(EXERCISE OBJECTIVE): Reproduce the data below word for word, everything from the line containing "Find the wood-style floor." down to the line containing "xmin=302 ymin=309 xmax=395 ymax=348", with both of those lines included.

(EXTRACTED ENTRIES):
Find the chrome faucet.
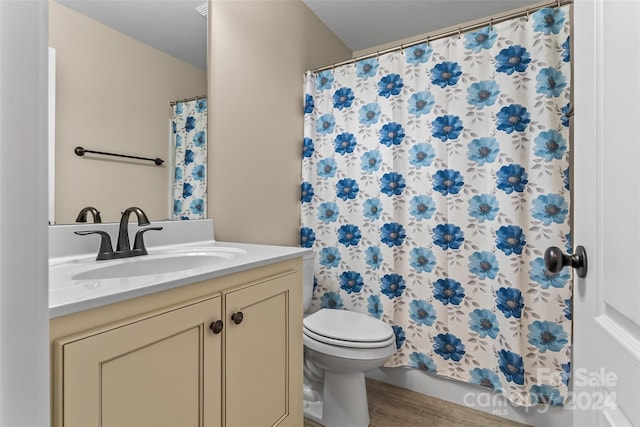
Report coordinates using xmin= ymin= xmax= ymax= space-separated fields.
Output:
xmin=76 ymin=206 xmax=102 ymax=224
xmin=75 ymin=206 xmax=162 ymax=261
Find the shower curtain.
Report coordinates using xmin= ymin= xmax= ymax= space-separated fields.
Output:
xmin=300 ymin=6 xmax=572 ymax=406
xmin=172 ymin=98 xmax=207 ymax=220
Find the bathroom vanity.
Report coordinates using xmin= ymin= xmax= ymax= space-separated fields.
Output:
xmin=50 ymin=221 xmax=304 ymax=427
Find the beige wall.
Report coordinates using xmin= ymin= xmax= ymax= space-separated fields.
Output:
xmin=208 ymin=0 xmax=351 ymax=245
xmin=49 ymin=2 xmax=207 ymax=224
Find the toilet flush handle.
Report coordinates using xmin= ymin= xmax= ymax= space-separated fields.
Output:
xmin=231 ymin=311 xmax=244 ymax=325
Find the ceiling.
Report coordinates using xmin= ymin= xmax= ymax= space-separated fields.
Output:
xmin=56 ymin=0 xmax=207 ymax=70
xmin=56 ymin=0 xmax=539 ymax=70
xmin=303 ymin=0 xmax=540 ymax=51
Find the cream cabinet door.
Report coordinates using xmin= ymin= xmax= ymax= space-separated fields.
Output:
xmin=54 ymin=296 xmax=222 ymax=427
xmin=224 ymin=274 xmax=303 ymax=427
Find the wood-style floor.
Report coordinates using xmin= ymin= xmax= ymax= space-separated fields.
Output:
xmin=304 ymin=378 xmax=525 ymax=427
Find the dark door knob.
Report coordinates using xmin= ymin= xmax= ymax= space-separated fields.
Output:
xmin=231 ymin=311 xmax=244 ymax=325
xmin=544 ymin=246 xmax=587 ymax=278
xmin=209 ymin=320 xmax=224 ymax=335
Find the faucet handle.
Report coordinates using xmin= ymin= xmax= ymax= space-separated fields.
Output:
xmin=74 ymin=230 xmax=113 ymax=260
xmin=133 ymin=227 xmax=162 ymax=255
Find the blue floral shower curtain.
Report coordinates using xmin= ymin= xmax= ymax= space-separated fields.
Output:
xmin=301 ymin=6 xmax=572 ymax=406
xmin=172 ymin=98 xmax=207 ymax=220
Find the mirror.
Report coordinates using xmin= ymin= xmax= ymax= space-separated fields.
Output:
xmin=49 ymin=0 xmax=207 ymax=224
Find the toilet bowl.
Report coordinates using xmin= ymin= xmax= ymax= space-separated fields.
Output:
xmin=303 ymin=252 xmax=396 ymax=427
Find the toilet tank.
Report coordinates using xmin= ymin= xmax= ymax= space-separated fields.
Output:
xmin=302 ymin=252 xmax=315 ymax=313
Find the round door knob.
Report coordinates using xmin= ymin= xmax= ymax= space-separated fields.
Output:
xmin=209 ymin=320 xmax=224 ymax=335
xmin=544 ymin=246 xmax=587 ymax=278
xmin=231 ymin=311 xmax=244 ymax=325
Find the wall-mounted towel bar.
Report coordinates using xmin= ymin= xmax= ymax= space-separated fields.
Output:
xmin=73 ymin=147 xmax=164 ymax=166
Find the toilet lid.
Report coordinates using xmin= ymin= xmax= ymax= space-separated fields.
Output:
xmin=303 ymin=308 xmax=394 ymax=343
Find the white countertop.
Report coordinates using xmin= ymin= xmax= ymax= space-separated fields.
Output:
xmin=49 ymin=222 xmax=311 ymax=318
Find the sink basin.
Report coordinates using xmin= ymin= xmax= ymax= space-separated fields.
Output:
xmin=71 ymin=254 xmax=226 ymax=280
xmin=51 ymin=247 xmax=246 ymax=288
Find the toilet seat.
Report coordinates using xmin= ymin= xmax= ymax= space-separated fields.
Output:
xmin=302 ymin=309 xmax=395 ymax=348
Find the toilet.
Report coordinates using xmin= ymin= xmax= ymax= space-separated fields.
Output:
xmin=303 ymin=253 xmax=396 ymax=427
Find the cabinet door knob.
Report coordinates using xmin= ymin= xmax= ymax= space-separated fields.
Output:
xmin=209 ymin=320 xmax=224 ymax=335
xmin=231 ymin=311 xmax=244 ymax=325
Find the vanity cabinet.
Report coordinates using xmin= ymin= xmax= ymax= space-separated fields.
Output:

(ANSWER TO THIS TASK):
Find the wood-style floor.
Report coordinates using xmin= ymin= xmax= ymax= space-separated fields.
Output:
xmin=304 ymin=378 xmax=525 ymax=427
Find the dark door knob.
Report coordinates using xmin= ymin= xmax= ymax= space-separated fields.
Output:
xmin=231 ymin=311 xmax=244 ymax=325
xmin=544 ymin=246 xmax=587 ymax=278
xmin=209 ymin=320 xmax=224 ymax=335
Find the faucet handle.
Report coordinates using xmin= ymin= xmax= ymax= space-separated fields.
Output:
xmin=74 ymin=230 xmax=113 ymax=260
xmin=133 ymin=227 xmax=162 ymax=255
Find the blue floral shower curtain.
Report coordinates using xmin= ymin= xmax= ymax= space-separated fields.
Output:
xmin=301 ymin=6 xmax=572 ymax=406
xmin=172 ymin=98 xmax=207 ymax=220
Find the mirror.
Report coordinates using xmin= ymin= xmax= ymax= space-separated fields.
Output:
xmin=49 ymin=0 xmax=207 ymax=224
Find the toilet bowl.
Report coordinates using xmin= ymin= xmax= ymax= space-separated fields.
Output:
xmin=303 ymin=252 xmax=396 ymax=427
Find the toilet tank.
Report coordinates using xmin= ymin= xmax= ymax= space-separated fields.
Output:
xmin=302 ymin=252 xmax=315 ymax=313
Find the round door knob.
Report coordinates using xmin= ymin= xmax= ymax= space-separated fields.
Output:
xmin=209 ymin=320 xmax=224 ymax=335
xmin=544 ymin=246 xmax=587 ymax=278
xmin=231 ymin=311 xmax=244 ymax=325
Find the wall-mounted towel bar.
Report coordinates using xmin= ymin= xmax= ymax= space-separated fields.
Output:
xmin=73 ymin=147 xmax=164 ymax=166
Find the toilet lid.
Report coordinates using xmin= ymin= xmax= ymax= space-separated fields.
Output:
xmin=303 ymin=308 xmax=394 ymax=343
Find the white countertop.
Report coordinates using xmin= ymin= xmax= ymax= space-separated fields.
Output:
xmin=49 ymin=222 xmax=311 ymax=318
Find the sink basin.
Report coordinates using xmin= ymin= xmax= ymax= space-separated fields.
Output:
xmin=71 ymin=254 xmax=226 ymax=280
xmin=51 ymin=247 xmax=246 ymax=288
Find the toilet seat.
Report coordinates using xmin= ymin= xmax= ymax= space-separated fields.
Output:
xmin=302 ymin=309 xmax=395 ymax=348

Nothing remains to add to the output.